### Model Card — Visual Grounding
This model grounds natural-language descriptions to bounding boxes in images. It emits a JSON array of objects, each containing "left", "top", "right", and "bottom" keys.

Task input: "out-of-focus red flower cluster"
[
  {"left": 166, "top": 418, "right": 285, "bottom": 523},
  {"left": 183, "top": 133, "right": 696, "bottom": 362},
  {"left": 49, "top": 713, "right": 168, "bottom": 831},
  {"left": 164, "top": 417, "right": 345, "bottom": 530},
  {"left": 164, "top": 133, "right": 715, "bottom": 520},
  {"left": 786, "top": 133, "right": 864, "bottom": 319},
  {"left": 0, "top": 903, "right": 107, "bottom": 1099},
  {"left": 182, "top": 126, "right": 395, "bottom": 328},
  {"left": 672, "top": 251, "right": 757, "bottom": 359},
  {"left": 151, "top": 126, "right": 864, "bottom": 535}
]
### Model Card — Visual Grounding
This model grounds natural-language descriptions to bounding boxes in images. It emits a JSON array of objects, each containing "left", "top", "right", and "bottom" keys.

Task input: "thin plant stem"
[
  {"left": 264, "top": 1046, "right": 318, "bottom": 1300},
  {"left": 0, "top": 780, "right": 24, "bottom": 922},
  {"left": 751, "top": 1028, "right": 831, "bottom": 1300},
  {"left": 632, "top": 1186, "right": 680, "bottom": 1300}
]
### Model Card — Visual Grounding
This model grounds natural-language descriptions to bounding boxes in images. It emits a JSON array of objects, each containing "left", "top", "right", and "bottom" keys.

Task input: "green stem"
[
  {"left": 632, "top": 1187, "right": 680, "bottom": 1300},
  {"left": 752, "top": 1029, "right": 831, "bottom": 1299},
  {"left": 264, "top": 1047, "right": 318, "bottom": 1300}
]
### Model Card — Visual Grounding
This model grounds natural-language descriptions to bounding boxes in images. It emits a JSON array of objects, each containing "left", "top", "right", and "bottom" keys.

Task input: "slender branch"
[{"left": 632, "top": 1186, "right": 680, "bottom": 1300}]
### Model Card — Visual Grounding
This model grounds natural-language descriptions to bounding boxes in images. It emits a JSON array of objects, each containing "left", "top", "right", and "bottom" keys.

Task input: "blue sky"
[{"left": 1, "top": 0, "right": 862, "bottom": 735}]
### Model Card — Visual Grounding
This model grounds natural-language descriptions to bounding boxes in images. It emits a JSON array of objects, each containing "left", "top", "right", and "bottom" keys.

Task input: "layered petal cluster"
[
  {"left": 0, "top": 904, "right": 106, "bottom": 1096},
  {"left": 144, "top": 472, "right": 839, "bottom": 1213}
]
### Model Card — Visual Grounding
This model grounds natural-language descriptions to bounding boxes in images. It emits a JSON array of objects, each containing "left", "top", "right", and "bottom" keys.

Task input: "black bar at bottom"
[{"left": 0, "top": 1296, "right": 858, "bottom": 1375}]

^^^^

Task description: Everything in the data above must be reproduced exactly.

Exercise result:
### Model Card — Visual Grounding
This model grounds natural-language descriptions to bounding boxes in images. It emits a JSON array of objects, each containing "left", "top", "right", and "bottom" keys.

Task input: "out-of-focus red flower cluster"
[
  {"left": 166, "top": 418, "right": 285, "bottom": 523},
  {"left": 183, "top": 133, "right": 696, "bottom": 362},
  {"left": 49, "top": 713, "right": 168, "bottom": 831},
  {"left": 164, "top": 417, "right": 345, "bottom": 530},
  {"left": 164, "top": 133, "right": 715, "bottom": 520},
  {"left": 786, "top": 133, "right": 864, "bottom": 319},
  {"left": 0, "top": 903, "right": 107, "bottom": 1099},
  {"left": 182, "top": 126, "right": 395, "bottom": 328},
  {"left": 672, "top": 251, "right": 757, "bottom": 359},
  {"left": 151, "top": 126, "right": 864, "bottom": 535}
]
### Model Card — Visual Grounding
This model grounds natural-language descriptions to bounding boxes in images. It emits a JSON array of objects, each containing "left", "top", "right", and "bottom" keys.

Task input: "thin plant stem"
[
  {"left": 264, "top": 1046, "right": 318, "bottom": 1300},
  {"left": 0, "top": 780, "right": 24, "bottom": 922},
  {"left": 751, "top": 1028, "right": 831, "bottom": 1300},
  {"left": 632, "top": 1186, "right": 680, "bottom": 1300}
]
### Model Card — Visual Grounding
This model grounds natural-language descriptions to bounding boxes in images. It emits a JSON array of objects, each containing "left", "top", "right", and "bottom" keys.

Task input: "green stem"
[
  {"left": 632, "top": 1187, "right": 680, "bottom": 1300},
  {"left": 752, "top": 1029, "right": 831, "bottom": 1299},
  {"left": 264, "top": 1047, "right": 318, "bottom": 1300}
]
### Model Card — Visual Grounding
This model grounds natural-language descriptions to bounding boxes in images. It emits a JSON array of objects, each containing "left", "top", "right", and "bottom" keys.

Task input: "slender branch"
[{"left": 632, "top": 1186, "right": 680, "bottom": 1300}]
### Model Card — Visual Grounding
This model grounds natural-language descriptions to bounding boxes in images. It emits a JSON array of objects, each containing "left", "top", "right", and "bottom" keys.

Task input: "blue sky"
[{"left": 1, "top": 0, "right": 862, "bottom": 735}]
### Model Card — Visual Grounding
This model grounds natural-language descriptions to bounding boxes in images. It emits a JSON array of objects, each containing "left", "top", "right", and "bottom" keys.

Task input: "layered petal cluster"
[
  {"left": 0, "top": 904, "right": 106, "bottom": 1096},
  {"left": 144, "top": 472, "right": 839, "bottom": 1213}
]
### Model Card — Visual Grounding
This model grounds natural-language descriptions to bounding boxes in images. It emits a JSON array of objects, each containing "left", "top", "right", and "bottom" keys.

Task input: "black bar at bottom"
[{"left": 0, "top": 1296, "right": 858, "bottom": 1375}]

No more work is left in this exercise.